• [What you will do]
- a) Revise the SXSW piece from "An idea was" up to and including "does to us.", replacing "grandchildren" with "children".
- b) Please sum up the SXSW piece in two sentences.

Many of the core topics explored at SXSW—your autonomous vehicles, even your experiential storytelling and cannabusinesses—touch, in some way, on time. This first occurred to me at my first session: mindfulness and self-care in the workplace. Granted, I had only gone to this one because the siren song of “self-care” rang out to me and my taco-less stomach. But as I sat there, eyes closed, doing mindfulness with about 75 other people, I quickly abandoned focusing on my breath—as I always do when told to—and chased after my erratic thoughts.

One future byproduct of what seemed like SXSW 2019’s chief concerns—AI, autonomy and all the rest—would be more time on our hands. Mindfulness at work to avoid burnout is so in demand because we’re all looking desperately to reclaim the time lost to “just one more email.” But what if we suddenly had a lot of time? What if we didn’t have to work at all? Would we regress into the milkshake-slurping automatons from Wall-E, staring stupidly at our screens forever?

This line of thought kept going as I attended “Is America Ready for U.B.I. (universal basic income),” with longshot Democratic presidential candidate and Reddit hero Andrew Yang. Obviously, someone was going to have to pay for whatever we choose to do with the freed-up time gained from robot job takers, either the government or Jeff Bezos with a pitchfork at his neck.

At “Media and Entertainment for Autonomous Vehicles,” a new aspect of the question presented itself. The panel of designers and car industry people mused about what the design parameters around “experiences” in self-driving cars might look like. How does the mix of content and platform change depending on time of day, proximity to specific locations, personal profile or itinerary?

One guy said that what AVs really offer us is the elusive “25th hour.” Americans spend something like seven years of their lives commuting, so that’s a lot of new time gained from a single innovation, and one that we’re told is not too far in the future (by Malcolm Gladwell, no less, and I made up the seven years thing, but it’s a lot).

An idea was developing in my brain as I dodged packs of networking nerds in a ballroom at the JW Marriott: The changes in our relationship to time are just going to accelerate in the coming years, and “time” is going to mean something much different to our grandchildren than it does to us.

• [Entries provided]
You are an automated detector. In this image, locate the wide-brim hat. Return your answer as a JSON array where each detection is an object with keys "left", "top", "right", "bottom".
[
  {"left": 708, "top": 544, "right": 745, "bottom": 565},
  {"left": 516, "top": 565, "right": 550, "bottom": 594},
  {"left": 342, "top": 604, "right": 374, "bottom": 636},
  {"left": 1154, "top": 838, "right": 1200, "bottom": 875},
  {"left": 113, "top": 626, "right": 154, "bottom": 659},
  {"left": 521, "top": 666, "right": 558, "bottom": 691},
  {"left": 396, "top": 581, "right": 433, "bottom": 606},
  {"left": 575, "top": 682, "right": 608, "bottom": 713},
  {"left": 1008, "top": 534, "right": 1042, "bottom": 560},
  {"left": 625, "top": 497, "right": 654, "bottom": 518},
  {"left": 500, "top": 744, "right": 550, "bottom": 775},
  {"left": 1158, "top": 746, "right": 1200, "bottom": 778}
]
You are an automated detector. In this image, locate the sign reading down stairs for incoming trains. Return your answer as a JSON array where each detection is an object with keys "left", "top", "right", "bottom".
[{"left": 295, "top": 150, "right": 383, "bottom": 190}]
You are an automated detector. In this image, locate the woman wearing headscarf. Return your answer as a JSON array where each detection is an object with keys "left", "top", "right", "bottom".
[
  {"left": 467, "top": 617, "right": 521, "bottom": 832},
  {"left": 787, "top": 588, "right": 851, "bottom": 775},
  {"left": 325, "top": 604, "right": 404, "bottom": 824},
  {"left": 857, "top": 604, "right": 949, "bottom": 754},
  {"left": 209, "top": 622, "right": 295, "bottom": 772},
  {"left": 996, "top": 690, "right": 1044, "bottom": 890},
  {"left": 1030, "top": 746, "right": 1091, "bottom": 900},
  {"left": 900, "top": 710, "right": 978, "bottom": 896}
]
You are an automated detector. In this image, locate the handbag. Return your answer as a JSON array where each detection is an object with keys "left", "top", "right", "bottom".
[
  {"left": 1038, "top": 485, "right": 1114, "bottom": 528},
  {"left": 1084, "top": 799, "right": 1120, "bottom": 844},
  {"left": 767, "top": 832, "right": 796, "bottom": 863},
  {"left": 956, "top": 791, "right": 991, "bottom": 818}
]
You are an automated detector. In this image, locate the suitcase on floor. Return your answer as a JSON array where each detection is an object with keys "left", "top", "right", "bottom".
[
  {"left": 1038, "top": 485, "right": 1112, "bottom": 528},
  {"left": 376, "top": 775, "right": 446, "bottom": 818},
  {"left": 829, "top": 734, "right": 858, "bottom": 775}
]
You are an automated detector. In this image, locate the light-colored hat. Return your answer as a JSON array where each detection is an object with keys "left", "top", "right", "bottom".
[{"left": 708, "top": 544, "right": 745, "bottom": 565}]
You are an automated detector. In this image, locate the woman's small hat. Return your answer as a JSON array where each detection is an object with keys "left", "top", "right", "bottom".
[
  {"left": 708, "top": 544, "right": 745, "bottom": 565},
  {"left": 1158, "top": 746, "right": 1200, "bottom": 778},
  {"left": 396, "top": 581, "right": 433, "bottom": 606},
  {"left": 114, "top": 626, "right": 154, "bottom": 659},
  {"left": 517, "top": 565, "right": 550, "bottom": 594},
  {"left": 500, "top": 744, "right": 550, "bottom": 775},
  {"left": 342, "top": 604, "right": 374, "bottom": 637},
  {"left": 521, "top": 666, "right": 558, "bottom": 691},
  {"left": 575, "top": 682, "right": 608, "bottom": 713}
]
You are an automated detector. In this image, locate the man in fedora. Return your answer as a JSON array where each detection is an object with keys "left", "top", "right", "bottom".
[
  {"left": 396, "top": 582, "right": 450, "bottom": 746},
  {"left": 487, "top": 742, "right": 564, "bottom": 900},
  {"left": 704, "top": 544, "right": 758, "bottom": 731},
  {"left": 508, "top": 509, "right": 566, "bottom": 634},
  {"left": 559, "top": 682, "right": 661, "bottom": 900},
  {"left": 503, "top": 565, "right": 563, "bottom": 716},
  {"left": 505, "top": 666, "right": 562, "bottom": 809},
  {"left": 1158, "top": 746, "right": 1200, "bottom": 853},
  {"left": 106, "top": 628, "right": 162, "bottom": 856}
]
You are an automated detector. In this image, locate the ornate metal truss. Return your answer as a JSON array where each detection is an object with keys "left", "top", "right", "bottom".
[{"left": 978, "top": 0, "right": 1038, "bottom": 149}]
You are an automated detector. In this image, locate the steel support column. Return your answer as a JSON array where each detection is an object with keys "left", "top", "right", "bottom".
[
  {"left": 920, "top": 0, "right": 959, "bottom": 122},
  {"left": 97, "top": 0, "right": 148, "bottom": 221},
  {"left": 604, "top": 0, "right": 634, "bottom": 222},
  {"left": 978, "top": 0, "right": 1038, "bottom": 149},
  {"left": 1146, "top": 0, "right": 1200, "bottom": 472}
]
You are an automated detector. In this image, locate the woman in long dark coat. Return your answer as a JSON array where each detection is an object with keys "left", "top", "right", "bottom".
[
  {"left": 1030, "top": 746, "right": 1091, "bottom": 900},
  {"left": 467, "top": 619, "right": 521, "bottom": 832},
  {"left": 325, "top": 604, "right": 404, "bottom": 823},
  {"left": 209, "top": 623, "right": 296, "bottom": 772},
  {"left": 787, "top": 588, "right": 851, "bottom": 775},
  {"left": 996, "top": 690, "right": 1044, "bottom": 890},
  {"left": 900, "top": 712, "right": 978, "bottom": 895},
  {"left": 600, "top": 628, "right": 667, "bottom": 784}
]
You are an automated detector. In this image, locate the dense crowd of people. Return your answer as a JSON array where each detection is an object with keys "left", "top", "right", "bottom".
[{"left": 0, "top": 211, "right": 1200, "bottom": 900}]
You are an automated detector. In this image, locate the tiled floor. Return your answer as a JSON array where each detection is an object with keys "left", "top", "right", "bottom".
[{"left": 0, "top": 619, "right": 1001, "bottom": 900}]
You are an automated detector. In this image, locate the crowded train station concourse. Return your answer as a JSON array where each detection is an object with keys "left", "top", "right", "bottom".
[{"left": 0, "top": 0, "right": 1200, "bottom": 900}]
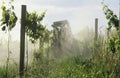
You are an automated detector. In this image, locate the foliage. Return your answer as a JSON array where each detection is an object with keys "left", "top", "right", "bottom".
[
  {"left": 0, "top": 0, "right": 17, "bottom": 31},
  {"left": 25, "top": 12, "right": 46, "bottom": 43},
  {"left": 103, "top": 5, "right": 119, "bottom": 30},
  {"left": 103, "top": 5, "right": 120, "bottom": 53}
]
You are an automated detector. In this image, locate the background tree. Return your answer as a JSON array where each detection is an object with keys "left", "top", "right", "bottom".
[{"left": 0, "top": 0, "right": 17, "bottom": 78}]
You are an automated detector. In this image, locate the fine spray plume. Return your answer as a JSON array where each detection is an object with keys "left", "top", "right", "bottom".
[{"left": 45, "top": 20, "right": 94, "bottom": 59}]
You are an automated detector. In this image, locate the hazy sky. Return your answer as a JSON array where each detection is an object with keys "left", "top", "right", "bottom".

• [Responses by item number]
- a)
An idea was developing in my brain as I dodged packs of networking nerds in a ballroom at the JW Marriott: The changes in our relationship to time are just going to accelerate in the coming years, and “time” is going to mean something much different to our children than it does to us.

- b) At SXSW 2019, the writer noticed that many of the core topics, such as autonomous vehicles, touch on time, a thought that began at a mindfulness session and continued through sessions on universal basic income and on media for self-driving cars. The writer concluded that changes in our relationship to time will accelerate in the coming years, so "time" will mean something much different to our grandchildren than it does to us.